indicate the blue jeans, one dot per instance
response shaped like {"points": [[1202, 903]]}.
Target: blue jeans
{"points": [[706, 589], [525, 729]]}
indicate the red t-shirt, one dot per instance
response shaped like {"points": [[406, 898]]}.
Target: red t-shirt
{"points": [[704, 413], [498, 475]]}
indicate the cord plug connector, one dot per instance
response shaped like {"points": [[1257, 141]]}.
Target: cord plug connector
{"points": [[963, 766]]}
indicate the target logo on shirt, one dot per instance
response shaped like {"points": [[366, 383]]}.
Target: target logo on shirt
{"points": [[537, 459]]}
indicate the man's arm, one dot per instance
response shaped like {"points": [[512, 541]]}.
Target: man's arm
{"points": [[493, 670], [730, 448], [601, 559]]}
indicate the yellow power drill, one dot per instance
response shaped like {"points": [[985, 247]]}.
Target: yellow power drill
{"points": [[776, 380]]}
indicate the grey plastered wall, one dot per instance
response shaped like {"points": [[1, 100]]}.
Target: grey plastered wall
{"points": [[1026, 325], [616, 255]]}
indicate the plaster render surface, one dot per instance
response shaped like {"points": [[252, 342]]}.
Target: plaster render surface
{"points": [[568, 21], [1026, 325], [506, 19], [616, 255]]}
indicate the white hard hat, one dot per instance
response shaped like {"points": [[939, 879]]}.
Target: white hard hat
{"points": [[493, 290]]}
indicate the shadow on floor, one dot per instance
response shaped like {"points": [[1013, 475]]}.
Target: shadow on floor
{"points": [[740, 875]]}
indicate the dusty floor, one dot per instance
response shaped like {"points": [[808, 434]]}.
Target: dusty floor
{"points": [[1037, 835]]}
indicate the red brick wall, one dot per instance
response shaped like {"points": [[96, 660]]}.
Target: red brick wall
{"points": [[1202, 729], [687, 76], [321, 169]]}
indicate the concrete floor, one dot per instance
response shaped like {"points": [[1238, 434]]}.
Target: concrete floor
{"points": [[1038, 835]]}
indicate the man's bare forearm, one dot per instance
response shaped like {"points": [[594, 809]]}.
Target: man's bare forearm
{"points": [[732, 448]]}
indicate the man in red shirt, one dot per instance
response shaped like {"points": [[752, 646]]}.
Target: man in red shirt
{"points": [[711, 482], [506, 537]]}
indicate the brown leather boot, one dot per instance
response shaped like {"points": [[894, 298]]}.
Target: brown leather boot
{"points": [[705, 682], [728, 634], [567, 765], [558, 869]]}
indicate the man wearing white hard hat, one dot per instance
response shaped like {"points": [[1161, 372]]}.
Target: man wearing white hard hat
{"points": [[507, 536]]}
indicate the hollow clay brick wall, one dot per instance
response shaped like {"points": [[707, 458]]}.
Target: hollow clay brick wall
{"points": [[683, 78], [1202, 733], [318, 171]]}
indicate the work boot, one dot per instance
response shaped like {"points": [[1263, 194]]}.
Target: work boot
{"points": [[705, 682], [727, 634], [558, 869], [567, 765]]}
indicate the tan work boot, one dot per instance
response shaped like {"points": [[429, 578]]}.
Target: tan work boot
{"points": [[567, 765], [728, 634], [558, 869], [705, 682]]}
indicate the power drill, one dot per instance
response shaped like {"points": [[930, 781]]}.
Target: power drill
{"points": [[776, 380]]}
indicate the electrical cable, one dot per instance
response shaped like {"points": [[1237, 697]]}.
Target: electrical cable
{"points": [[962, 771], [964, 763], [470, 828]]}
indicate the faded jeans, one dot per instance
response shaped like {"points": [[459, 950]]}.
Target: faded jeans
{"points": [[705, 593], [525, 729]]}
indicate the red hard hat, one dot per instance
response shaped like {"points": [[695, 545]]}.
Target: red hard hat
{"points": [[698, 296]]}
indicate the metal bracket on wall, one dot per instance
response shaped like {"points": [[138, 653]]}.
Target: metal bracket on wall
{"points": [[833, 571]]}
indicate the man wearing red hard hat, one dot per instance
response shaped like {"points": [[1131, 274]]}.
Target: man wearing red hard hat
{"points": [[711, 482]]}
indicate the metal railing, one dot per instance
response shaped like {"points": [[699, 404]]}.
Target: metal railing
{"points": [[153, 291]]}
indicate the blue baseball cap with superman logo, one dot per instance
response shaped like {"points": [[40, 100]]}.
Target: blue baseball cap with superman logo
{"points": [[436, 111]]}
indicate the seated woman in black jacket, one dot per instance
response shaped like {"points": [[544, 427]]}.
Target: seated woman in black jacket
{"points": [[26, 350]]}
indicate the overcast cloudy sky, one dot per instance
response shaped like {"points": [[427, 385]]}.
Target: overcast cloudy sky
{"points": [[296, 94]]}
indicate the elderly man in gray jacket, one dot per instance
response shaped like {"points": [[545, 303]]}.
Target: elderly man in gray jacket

● **AIM OF THE TASK**: Please copy out each line of the listing above that contains the string "gray".

● **ANSWER BOX**:
indicate the elderly man in gray jacket, one dot per instance
Target: elderly man in gray jacket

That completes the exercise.